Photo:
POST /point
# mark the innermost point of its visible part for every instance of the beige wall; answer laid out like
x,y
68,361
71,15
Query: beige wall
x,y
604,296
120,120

-.-.-

Challenge:
Reproduce the items above line for line, with no changes to any line.

Right answer:
Photo:
POST /point
# mark the innermost point of its visible part for every instance of the beige wall; answer laid out like
x,y
68,361
71,15
Query: beige wall
x,y
604,296
120,120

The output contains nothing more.